** Data for this task **

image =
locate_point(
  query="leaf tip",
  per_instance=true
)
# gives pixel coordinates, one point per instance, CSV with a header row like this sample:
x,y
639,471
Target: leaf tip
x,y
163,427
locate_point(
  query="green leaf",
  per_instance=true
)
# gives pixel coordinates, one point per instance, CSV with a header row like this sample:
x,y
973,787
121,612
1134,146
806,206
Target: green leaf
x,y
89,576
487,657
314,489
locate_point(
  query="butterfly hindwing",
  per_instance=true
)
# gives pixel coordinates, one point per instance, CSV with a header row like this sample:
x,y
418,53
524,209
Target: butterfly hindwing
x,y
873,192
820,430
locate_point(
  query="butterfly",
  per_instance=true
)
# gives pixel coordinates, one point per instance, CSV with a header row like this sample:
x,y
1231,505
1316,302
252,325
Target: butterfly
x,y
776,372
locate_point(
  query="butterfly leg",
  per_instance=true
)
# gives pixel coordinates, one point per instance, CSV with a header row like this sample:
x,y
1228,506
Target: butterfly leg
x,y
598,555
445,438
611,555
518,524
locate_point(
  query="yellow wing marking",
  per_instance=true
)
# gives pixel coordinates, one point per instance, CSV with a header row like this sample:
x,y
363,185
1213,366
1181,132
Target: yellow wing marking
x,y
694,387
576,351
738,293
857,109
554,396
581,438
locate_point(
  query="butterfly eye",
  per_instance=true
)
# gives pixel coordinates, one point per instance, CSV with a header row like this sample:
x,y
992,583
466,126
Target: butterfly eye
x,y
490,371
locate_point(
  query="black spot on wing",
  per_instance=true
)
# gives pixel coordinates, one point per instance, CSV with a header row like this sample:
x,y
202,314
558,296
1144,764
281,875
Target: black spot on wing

** Aim of the exercise **
Going through the records, work out how many lines contain the word "black". Please answer with the number only.

** Solution **
2